Exercise aim: Please put every line of the records below into a numbered list, leaving out blank lines.

The data:
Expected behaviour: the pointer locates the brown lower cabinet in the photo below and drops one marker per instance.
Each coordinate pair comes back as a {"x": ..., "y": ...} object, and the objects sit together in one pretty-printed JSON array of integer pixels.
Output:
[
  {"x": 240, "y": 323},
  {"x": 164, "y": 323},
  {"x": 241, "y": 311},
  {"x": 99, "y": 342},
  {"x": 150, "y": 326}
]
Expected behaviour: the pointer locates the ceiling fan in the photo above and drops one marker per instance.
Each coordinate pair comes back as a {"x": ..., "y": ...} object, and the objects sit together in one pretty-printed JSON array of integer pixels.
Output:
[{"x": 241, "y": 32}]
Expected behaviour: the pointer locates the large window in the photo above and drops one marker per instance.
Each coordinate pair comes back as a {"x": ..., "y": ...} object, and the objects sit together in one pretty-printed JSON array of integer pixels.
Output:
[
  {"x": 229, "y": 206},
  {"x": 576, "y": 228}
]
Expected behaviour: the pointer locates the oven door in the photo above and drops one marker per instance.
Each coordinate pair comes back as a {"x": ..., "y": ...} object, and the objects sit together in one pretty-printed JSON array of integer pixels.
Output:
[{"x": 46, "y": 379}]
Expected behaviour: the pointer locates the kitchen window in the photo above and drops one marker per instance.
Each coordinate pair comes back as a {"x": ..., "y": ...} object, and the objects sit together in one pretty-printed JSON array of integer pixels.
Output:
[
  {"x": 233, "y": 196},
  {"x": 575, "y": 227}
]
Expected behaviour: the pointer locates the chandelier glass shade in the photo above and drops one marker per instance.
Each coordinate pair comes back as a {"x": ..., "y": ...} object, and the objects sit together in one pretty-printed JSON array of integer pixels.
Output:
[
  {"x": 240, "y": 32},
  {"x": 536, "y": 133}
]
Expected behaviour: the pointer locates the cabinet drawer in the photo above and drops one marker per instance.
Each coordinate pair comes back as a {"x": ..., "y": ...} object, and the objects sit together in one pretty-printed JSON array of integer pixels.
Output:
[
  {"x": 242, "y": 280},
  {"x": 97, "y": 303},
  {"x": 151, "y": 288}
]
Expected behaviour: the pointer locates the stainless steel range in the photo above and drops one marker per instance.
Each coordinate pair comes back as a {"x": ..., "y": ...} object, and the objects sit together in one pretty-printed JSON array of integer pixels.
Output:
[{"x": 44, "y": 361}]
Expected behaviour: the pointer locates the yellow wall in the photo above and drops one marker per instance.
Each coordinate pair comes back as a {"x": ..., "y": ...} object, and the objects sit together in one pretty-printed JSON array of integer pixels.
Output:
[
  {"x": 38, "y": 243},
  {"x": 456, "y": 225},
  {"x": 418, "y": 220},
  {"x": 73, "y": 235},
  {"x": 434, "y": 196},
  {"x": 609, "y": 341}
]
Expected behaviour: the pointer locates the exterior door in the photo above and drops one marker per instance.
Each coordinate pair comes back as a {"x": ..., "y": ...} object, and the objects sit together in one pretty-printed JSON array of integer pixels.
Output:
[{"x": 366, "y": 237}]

Output of the task:
1. Expected behaviour: the pointer locates the brown lower cabinet in the photo below and drops one marker per instance.
2. Each coordinate pair comes back as a {"x": ..., "y": ...} object, and the objects sit together in one pretty-printed JSON array of integer pixels.
3. Output:
4. [
5.   {"x": 240, "y": 323},
6.   {"x": 164, "y": 323},
7.   {"x": 241, "y": 311},
8.   {"x": 99, "y": 342},
9.   {"x": 150, "y": 326}
10. ]
11. Expected behaviour: the pointer locates the ceiling fan in the photo above and drops one marker per instance.
12. Each coordinate pair comes back as a {"x": ..., "y": ...} object, and the objects sit together in one pretty-printed JSON array of integer pixels.
13. Output:
14. [{"x": 241, "y": 32}]
15. Expected behaviour: the pointer locates the large window in the photo above and drops one marker per instance.
16. Each coordinate pair comes back as a {"x": ..., "y": ...} object, and the objects sit together in one pretty-printed JSON array of integer pixels.
17. Output:
18. [
19.   {"x": 229, "y": 206},
20.   {"x": 576, "y": 228}
21. ]
22. Expected behaviour: the pointer locates the oven door in the photo above and drops one marker per instance.
23. Each coordinate pair comes back as a {"x": ..., "y": ...} object, and the objects sit together in one pretty-printed JSON array of integer pixels.
24. Output:
25. [{"x": 46, "y": 379}]
26. Expected behaviour: the pointer locates the kitchen window in the photo above and drops one marker per instance.
27. Each coordinate pair comes back as a {"x": ..., "y": ...} object, and the objects sit together in one pretty-printed JSON array of integer pixels.
28. Output:
29. [
30.   {"x": 233, "y": 196},
31.   {"x": 575, "y": 227}
32. ]
33. Expected behaviour: the pointer locates the chandelier glass shade in the photo above and drops one marker per instance.
34. Each coordinate pair comes back as a {"x": ..., "y": ...} object, and the objects sit together in one pretty-printed JSON array of integer pixels.
35. Output:
36. [
37.   {"x": 240, "y": 32},
38.   {"x": 536, "y": 133}
39. ]
40. Expected behaviour: the pointer locates the cabinet drawer in the photo above and drops one marker per instance.
41. Each coordinate pair comes back as a {"x": ..., "y": ...} object, and the objects sit together in one pretty-printed JSON array of integer pixels.
42. Output:
43. [
44.   {"x": 242, "y": 280},
45.   {"x": 97, "y": 303},
46.   {"x": 151, "y": 288}
47. ]
48. Expected behaviour: the pointer locates the stainless steel range in the photo above and drops one marker per instance.
49. Each coordinate pair comes back as a {"x": ..., "y": ...} object, and the objects sit together in one pretty-printed JSON array of integer pixels.
50. Output:
51. [{"x": 44, "y": 361}]
52. Expected behaviour: the pointer locates the yellow wall in the photo above and drops one marker per instance.
53. Each coordinate pair comes back as a {"x": ..., "y": ...} object, and the objects sit together in one pretty-printed JSON array of integer pixels.
54. Output:
55. [
56.   {"x": 38, "y": 243},
57.   {"x": 456, "y": 225},
58.   {"x": 418, "y": 220},
59.   {"x": 73, "y": 235},
60.   {"x": 434, "y": 196},
61.   {"x": 609, "y": 341}
62. ]
63. Expected behaviour: the pointer locates the exterior door in the photo above and drops one marker per instance.
64. Each coordinate pair comes back as a {"x": ..., "y": ...} object, and the objects sit together in one pretty-printed JSON array of integer pixels.
65. Output:
66. [{"x": 366, "y": 237}]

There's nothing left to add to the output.